Request 1 -> Quote the passage of the simple web client notes that opens with the words containing "addrinfo* info = NULL;" and closes with "here, so sorry.".
-- Begin Given text --
Coder Social home page Coder Social logo

simple-web-client's Introduction

Required functionality:

Parse input
 hostname
 portnumber
 path
 -d (debug)

Process input
 Translate hostname to ip address (getaddrinfo())

Download the page
 Open the socket
 Confirm the socket
  Gracefully handle and throw errors around
 Read header for size
  Header structure:
   Initial line ex: 'HTTP/1.0 404 Not Found'
   Header lines: 'Header-Name: value'
    Note - all header lines should end in CrLf, but not all do. Handle Lf.
    Whitespace is allowed between Header-Name and :, and : and value, but whitespace before Header-Name indicates that they are part of the previous line, but split for readability
    Content-Length is the one we'll be mostly concerned with
   One blank line (CrLf)
   Message body (Content-Length should be the size)
 Create the buffer
 Stream objects to buffer



// Pseudocode

#include <sys/types.h>
#include <sys/socket.h>
#include <netdb.h>

class HttpResponse {
    std::map<std::string, std::string> headers;
    std::string body;
}

// static member of HttpResponse perhaps?
boost::shared_ptr<HttpResponse> Http::loadPage(std::string host, unsigned short destPort, std::string uri) {
    boost::shared_ptr<HttpResponse> ret;
    int sock = socket(AF_INET, SOCK_STREAM, IPPROTO_TCP);
    if (sock == SOCKET_ERROR) {
        std::cout << "Socket Error" << std::endl;
        // Print more information about the error
        return ret;
    }
    
    // This can't really be wrapped in a smart_ptr, as it souldn't free
    // the linked list chain of subsequent addrinfo's on a delete.
    // So hopefully there are no errors between here and the freeaddrinfo()
    addrinfo* info = NULL;
    int error = getaddrinfo(host.c_str(), NULL, NULL, &info);
    if (error) {
        // Print host resolution error
        return ret;
    }
    
    // I'm not going to do ANY IP6 checking or code here, so sorry.
-- End Given text --
-- Begin Extracted information --
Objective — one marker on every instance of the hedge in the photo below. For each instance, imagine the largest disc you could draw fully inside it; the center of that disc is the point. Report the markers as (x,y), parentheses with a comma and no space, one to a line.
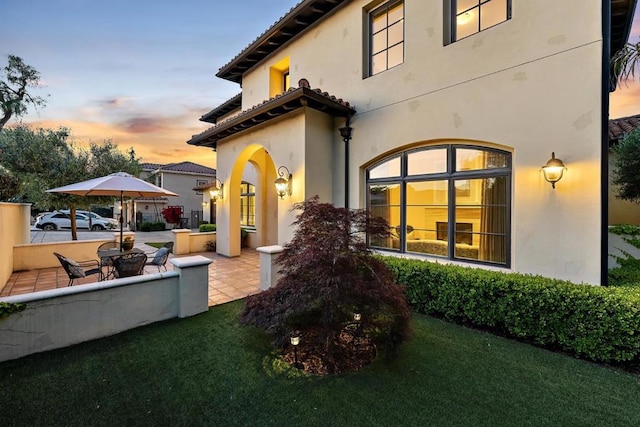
(598,323)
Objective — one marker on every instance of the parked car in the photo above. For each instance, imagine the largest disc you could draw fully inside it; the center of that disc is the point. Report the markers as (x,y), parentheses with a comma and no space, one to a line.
(95,217)
(59,220)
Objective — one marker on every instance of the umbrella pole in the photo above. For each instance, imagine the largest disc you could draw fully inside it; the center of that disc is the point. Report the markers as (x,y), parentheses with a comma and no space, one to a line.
(121,220)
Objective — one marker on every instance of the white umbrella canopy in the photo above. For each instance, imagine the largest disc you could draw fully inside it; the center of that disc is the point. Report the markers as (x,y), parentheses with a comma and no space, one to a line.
(116,184)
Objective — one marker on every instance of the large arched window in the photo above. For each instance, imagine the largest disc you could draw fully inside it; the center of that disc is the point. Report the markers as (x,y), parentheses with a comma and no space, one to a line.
(450,201)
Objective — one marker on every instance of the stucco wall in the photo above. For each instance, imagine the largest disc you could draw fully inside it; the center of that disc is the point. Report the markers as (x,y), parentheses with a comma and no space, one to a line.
(14,230)
(62,317)
(530,86)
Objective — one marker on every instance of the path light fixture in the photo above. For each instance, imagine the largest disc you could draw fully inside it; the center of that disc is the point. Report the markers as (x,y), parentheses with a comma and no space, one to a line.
(553,170)
(295,341)
(357,317)
(283,183)
(217,191)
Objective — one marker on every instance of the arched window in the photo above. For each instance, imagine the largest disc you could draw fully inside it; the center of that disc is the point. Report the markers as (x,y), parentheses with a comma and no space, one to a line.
(247,204)
(451,201)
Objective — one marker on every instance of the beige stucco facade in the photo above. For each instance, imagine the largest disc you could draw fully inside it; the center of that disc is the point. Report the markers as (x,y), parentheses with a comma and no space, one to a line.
(529,86)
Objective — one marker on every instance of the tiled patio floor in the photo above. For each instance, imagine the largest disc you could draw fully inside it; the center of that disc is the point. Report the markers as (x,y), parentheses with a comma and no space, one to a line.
(229,278)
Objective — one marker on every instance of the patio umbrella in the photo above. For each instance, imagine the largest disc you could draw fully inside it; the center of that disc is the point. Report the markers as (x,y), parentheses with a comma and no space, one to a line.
(116,184)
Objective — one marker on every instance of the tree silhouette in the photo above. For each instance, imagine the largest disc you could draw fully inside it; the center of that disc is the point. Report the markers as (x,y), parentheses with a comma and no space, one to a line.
(15,80)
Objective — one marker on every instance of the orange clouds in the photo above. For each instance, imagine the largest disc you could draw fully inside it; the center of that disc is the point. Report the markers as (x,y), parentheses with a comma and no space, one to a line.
(624,101)
(155,140)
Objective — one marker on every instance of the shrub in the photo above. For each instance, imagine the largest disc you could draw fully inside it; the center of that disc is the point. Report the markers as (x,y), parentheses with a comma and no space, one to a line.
(204,228)
(328,274)
(602,324)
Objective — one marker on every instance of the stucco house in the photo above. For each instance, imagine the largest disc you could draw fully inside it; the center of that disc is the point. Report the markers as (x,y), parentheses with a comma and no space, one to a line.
(436,115)
(181,178)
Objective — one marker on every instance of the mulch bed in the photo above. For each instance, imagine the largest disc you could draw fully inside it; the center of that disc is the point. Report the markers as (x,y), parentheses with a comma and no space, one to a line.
(353,350)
-- End Extracted information --
Request 2 -> Put the records above, from the line containing "Objective — one marker on every instance of the stucco house" through the end of the records, into a JSON list of strings with one string per line and blank lines left out.

Written solution 1 ->
addrinfo* info = NULL;
    int error = getaddrinfo(host.c_str(), NULL, NULL, &info);
    if (error) {
        // Print host resolution error
        return ret;
    }
    
    // I'm not going to do ANY IP6 checking or code here, so sorry.

Written solution 2 ->
[
  "Objective — one marker on every instance of the stucco house in the photo above. For each instance, imagine the largest disc you could draw fully inside it; the center of that disc is the point. Report the markers as (x,y), parentheses with a comma and no space, one to a line.",
  "(436,115)",
  "(181,178)",
  "Objective — one marker on every instance of the mulch bed in the photo above. For each instance, imagine the largest disc you could draw fully inside it; the center of that disc is the point. Report the markers as (x,y), parentheses with a comma and no space, one to a line.",
  "(353,350)"
]